Tarefa de trabalho:
Diga se cada frase concorda com o texto sobre mutação de uvas, respondendo sim ou não e copiando as palavras do texto que decidem: (a) a Malbec tem mais antocianinas nas cascas que a Pinot Noir; (b) a Tempranillo Blanca surgiu quando um vinhedo inteiro da Rioja mutou; (c) a pesquisa citada foi feita por pesquisadores franceses.

Trecho da fonte:

§

Mutação de uvas tintas para brancas: mudanças que vão além da cor das cascas

A diferença mais evidente entre uvas tintas e brancas é a presença ou não de antocianinas, um grupo de compostos fenólicos que traz coloração às cascas.  Por exemplo, as cascas da Pinot Noir contêm uma determinada quantidade de antocianinas, inferior a diversas outras variedades tintas, como a Malbec, por exemplo. Já as mutações genéticas desta uva ancestral originária da Borgonha, como a Pinot Gris ou Pinot Blanc, possuem menor quantidade ou mesmo ausência de antocianinas.

Mas será que a diferença entre elas fica somente na coloração? Quem já provou vinhos elaborados a partir de cada uma das três versões da Pinot lado a lado deve ter notado que eles são muito distintos em diversos aspectos. Será que a diferença nos níveis de antocianinas acaba afetando outras características das uvas? Uma pesquisa realizada por pesquisadores espanhóis traz respostas interessantes para estas perguntas.

Mutação em uvas espanholas

A Pinot não foi a única uva a sofrer mutações espontâneas. Duas das variedades tintas mais plantadas na Espanha passaram por processos similares. Algumas plantas de Garnacha mutaram, dando origem à Garnacha Blanca, enquanto a Tempranillo sofreu mutações que originaram a Tempranillo Blanca. Esta última foi uma mutação recente, um curioso caso no qual apenas um ramo de uma videira da Rioja mutou em 1988, dando origem à Tempranillo Blanca.

§

Dados em estudo:
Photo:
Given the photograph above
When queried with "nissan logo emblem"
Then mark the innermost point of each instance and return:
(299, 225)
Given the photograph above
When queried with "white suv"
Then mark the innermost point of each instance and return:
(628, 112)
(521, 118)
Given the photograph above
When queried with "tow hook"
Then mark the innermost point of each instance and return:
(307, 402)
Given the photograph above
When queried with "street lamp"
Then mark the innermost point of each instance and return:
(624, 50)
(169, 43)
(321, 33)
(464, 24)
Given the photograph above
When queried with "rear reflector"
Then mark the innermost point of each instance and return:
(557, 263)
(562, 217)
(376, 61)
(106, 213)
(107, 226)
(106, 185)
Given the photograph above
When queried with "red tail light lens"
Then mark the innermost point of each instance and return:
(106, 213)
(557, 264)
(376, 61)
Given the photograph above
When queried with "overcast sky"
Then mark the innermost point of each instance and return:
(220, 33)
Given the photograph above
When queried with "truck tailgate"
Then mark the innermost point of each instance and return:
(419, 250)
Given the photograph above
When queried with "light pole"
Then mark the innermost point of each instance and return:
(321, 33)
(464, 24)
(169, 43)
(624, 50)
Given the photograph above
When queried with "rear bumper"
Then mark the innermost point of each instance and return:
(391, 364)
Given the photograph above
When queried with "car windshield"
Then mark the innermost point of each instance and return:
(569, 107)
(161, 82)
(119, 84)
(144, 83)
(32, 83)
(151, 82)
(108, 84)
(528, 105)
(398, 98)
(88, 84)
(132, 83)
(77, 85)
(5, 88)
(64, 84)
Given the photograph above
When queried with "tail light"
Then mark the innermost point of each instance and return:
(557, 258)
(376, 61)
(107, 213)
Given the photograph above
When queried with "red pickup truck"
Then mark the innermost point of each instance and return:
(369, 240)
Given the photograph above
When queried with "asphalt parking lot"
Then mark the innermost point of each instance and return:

§

Resposta do exercício:
(a) Sim: "as cascas da Pinot Noir contêm uma determinada quantidade de antocianinas, inferior a diversas outras variedades tintas, como a Malbec"
(b) Não: "apenas um ramo de uma videira da Rioja mutou em 1988, dando origem à Tempranillo Blanca"
(c) Não: "Uma pesquisa realizada por pesquisadores espanhóis"